■ **PROBLEM TO SOLVE**
Please show each line in the entries below that contains the string "window", treating uppercase and lowercase letters as different.

(Pointing dataset records)

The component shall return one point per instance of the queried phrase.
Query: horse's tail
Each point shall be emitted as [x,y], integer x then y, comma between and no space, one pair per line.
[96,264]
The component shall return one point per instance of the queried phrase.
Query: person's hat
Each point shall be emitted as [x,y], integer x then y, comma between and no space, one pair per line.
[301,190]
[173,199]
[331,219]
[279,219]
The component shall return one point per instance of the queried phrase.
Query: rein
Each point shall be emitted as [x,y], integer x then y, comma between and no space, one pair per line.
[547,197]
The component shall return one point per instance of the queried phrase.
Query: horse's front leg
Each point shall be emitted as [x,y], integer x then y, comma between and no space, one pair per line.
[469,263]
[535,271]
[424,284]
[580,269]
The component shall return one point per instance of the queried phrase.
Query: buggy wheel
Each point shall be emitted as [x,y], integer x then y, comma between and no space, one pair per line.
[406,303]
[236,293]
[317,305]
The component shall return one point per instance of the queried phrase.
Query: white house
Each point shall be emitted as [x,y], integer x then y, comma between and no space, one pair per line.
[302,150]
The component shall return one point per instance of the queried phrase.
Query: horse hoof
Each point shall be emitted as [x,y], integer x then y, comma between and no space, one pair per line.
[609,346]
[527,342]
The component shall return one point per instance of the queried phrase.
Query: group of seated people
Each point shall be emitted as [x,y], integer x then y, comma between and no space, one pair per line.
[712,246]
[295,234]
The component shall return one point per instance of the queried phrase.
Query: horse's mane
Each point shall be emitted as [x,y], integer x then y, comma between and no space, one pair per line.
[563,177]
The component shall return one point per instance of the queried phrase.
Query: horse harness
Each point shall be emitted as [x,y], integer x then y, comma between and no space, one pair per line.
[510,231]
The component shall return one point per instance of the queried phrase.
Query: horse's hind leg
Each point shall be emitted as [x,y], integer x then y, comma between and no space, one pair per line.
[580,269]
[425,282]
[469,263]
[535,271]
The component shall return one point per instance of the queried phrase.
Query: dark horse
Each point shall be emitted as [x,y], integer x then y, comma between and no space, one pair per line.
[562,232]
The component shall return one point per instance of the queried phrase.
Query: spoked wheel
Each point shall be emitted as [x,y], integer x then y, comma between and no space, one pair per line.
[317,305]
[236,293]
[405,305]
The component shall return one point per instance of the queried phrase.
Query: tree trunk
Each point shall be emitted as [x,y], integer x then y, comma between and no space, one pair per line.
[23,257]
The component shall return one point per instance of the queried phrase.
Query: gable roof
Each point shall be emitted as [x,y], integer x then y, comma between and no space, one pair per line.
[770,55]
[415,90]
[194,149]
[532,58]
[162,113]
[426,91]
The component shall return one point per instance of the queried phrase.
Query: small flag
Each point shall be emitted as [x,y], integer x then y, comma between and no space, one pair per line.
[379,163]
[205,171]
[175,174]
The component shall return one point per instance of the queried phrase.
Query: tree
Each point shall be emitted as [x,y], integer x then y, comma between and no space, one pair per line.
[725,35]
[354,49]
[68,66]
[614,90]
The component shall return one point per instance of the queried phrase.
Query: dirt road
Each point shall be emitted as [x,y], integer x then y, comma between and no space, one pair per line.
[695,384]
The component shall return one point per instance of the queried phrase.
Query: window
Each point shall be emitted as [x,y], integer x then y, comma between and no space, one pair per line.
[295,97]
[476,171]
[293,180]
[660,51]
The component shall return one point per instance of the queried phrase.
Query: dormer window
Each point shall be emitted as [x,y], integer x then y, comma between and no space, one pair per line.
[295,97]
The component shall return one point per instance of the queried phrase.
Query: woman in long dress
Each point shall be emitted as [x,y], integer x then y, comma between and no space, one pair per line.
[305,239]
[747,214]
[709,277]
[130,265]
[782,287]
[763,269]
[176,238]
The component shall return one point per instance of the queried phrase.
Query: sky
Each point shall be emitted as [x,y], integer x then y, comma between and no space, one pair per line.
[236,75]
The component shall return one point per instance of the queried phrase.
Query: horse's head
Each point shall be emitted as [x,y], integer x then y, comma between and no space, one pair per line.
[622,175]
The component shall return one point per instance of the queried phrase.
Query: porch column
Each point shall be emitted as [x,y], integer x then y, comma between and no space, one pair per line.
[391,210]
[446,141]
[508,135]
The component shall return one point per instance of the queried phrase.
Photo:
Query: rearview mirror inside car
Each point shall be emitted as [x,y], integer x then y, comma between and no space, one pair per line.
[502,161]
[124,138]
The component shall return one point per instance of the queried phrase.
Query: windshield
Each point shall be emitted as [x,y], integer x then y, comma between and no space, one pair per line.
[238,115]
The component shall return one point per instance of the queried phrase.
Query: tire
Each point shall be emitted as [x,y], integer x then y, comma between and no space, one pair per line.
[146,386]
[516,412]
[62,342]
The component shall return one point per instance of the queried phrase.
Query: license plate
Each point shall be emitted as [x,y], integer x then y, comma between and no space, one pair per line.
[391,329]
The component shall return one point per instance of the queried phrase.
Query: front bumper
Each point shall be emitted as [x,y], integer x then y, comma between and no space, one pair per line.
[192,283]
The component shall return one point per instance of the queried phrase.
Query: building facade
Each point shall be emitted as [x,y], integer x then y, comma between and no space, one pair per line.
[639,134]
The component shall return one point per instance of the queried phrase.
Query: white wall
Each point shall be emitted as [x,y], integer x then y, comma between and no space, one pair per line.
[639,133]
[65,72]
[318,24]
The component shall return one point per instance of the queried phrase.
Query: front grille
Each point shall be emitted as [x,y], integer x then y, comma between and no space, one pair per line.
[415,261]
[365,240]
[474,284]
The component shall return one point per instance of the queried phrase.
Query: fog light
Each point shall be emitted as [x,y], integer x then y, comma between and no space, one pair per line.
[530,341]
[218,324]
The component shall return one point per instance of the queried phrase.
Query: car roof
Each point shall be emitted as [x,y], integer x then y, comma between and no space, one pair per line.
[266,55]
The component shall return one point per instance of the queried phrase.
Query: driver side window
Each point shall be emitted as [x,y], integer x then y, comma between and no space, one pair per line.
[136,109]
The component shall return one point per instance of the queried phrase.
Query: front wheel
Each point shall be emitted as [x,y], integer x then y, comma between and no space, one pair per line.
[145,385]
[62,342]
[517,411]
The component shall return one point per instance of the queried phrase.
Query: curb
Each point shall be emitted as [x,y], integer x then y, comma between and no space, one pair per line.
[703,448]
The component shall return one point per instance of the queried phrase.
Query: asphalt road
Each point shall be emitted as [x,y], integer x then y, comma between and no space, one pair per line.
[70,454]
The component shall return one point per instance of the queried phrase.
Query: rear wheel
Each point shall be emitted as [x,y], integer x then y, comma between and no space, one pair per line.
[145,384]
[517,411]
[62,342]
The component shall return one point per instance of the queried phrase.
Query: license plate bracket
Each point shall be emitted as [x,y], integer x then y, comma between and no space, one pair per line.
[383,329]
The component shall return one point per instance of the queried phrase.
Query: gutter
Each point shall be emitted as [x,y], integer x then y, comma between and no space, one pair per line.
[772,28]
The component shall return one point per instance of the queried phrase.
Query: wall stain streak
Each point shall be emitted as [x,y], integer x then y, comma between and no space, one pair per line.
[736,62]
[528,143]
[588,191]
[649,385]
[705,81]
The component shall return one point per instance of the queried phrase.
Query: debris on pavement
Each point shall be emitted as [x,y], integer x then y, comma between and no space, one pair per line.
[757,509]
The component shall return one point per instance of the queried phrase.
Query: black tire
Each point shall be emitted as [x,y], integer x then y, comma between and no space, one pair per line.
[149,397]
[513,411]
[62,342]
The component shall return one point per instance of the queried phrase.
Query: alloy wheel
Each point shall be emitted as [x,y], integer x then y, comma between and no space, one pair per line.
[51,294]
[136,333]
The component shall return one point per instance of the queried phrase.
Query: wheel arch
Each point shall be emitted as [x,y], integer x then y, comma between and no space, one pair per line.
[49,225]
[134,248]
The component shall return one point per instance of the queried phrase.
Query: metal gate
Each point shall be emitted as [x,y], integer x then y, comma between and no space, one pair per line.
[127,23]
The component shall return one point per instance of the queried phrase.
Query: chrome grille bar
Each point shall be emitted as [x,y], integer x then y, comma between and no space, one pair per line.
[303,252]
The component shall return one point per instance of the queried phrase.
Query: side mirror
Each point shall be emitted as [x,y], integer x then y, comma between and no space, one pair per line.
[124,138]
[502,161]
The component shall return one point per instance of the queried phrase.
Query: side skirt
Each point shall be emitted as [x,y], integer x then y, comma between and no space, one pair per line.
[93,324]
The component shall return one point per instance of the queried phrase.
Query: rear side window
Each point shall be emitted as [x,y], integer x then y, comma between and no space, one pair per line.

■ **COMPLETE ANSWER**
Query: window
Query: dormer window
Query: driver side window
Query: rear side window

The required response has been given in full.